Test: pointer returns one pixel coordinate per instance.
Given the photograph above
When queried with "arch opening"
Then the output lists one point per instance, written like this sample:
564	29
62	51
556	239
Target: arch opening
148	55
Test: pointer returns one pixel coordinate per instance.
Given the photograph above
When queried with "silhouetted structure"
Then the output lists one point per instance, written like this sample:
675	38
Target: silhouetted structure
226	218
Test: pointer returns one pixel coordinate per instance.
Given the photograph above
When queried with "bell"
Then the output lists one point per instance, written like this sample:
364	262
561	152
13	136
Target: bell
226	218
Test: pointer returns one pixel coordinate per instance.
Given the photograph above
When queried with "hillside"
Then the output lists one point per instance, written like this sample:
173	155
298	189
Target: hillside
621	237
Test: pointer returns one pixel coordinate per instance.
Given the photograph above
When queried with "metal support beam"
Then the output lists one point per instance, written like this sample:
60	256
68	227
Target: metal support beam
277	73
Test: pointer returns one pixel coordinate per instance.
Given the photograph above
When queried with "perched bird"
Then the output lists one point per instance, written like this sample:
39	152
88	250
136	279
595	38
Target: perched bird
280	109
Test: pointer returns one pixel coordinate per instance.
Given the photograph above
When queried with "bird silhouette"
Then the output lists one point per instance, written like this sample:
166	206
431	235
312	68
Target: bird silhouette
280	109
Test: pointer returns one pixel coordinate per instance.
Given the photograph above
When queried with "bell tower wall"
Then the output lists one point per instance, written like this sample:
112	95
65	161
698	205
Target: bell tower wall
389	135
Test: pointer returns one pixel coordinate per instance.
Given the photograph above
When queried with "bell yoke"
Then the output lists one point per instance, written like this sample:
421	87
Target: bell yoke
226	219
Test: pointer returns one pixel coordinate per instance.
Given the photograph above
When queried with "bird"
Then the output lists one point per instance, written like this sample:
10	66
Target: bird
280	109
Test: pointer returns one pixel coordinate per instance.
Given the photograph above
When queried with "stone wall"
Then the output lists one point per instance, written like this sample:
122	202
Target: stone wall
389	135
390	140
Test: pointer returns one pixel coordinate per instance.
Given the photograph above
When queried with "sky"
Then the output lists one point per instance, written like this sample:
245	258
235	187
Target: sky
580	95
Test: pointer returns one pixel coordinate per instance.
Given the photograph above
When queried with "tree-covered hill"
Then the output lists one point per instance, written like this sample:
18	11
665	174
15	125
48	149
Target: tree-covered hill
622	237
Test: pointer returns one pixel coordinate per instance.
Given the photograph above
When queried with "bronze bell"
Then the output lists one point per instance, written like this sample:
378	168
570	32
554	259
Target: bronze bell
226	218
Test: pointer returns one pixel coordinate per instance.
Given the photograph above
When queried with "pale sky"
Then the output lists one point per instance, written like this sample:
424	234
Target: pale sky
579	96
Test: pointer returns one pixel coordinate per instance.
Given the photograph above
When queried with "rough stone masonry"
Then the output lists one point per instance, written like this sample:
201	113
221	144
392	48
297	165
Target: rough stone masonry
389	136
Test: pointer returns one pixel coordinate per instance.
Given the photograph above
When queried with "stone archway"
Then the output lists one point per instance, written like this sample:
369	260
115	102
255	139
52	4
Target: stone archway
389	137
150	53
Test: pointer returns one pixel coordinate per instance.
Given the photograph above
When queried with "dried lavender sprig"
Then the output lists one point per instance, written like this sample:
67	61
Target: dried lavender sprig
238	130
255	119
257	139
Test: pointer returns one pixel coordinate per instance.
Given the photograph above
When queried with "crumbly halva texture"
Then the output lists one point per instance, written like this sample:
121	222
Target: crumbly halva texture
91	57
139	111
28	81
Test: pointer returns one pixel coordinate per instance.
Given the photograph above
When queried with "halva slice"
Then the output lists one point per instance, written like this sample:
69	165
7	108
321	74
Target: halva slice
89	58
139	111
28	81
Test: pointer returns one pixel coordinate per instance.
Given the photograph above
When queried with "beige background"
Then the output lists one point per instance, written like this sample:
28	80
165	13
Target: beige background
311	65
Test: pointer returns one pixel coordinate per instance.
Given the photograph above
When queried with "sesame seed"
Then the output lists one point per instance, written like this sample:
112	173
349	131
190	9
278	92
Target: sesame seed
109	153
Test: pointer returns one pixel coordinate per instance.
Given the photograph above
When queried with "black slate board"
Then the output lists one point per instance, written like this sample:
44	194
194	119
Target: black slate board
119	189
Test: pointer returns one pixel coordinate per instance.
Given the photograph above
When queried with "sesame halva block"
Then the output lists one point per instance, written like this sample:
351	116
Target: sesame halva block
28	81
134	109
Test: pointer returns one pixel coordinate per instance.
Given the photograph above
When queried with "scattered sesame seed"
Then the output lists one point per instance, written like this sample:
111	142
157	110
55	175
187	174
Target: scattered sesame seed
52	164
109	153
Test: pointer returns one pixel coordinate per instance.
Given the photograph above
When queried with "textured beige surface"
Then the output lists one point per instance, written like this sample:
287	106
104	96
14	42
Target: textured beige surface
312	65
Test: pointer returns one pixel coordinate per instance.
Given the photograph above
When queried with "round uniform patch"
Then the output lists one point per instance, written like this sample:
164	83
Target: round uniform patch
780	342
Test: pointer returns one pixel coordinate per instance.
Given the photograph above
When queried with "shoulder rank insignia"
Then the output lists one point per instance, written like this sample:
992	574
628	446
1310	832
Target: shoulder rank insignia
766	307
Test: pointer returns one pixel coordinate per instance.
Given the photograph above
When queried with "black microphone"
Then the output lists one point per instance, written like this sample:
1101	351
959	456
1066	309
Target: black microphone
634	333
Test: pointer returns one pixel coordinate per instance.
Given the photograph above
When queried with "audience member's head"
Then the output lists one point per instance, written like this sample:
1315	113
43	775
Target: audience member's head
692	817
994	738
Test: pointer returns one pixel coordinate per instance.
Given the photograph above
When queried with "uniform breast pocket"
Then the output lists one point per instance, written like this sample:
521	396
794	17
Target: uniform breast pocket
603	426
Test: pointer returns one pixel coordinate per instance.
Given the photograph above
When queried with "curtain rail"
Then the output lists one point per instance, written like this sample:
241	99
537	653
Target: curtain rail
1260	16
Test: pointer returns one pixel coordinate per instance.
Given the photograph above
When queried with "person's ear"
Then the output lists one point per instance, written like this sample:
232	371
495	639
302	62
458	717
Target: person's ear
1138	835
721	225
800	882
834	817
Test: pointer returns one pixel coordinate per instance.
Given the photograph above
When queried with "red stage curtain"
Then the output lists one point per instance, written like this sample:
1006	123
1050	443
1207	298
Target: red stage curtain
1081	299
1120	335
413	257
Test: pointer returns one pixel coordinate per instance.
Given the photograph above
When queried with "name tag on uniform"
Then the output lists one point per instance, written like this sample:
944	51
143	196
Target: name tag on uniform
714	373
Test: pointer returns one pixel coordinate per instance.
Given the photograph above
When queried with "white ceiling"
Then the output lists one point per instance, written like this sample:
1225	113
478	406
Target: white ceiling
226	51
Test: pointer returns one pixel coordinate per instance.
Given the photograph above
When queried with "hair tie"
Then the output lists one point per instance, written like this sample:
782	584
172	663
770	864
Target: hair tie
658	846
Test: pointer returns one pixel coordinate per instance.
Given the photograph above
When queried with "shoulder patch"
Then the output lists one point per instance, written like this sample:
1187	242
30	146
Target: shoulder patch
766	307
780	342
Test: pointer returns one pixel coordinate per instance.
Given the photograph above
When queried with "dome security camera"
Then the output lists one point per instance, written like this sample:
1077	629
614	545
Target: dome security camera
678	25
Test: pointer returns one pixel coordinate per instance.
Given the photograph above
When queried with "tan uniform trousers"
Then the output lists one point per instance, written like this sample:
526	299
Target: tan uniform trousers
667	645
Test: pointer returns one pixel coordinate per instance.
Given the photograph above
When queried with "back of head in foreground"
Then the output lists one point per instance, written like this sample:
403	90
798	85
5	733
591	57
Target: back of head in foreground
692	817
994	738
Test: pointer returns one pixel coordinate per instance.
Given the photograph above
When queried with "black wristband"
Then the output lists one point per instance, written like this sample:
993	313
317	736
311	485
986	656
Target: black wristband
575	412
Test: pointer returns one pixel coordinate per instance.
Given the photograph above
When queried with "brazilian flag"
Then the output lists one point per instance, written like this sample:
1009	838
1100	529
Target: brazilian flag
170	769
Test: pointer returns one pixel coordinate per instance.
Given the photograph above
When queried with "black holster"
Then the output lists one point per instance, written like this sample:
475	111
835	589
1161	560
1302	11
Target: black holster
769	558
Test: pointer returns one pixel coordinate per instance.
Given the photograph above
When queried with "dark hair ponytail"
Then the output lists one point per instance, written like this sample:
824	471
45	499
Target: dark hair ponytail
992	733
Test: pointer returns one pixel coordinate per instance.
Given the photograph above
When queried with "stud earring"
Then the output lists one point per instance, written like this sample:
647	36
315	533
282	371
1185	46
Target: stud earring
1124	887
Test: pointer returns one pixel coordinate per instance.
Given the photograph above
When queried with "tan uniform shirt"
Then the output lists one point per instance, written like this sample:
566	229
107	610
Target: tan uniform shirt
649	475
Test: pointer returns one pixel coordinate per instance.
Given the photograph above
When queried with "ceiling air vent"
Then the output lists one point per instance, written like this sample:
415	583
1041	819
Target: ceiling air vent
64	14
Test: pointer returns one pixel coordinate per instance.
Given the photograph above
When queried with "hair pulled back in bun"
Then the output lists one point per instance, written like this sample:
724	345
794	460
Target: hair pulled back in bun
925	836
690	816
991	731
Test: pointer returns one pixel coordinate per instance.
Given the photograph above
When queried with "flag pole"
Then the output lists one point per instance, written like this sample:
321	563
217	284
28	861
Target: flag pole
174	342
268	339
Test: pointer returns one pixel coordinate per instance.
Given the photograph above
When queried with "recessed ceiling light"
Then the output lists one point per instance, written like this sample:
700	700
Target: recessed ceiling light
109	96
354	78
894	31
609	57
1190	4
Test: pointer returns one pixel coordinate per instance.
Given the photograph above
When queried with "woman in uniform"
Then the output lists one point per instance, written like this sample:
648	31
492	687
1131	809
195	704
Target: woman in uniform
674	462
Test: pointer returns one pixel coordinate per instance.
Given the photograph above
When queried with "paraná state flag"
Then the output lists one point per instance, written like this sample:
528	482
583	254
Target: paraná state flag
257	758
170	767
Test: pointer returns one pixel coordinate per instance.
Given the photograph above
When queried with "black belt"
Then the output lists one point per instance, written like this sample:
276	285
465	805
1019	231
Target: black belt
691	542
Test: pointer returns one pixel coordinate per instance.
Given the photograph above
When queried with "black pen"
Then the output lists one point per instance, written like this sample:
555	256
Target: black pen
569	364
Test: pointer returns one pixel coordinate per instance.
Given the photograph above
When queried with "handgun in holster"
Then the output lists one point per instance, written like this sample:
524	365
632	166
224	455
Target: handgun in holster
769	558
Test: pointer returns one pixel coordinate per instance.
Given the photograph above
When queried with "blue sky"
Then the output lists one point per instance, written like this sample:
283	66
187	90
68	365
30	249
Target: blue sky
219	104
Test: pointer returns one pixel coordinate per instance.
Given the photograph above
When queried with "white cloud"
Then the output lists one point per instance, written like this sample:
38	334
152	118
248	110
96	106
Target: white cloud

● ● ● ● ● ● ●

| PROBLEM TO SOLVE |
Pick out each line above that includes "cloud" and show it.

| THE COMPLETED TASK |
When queried with "white cloud"
Target: white cloud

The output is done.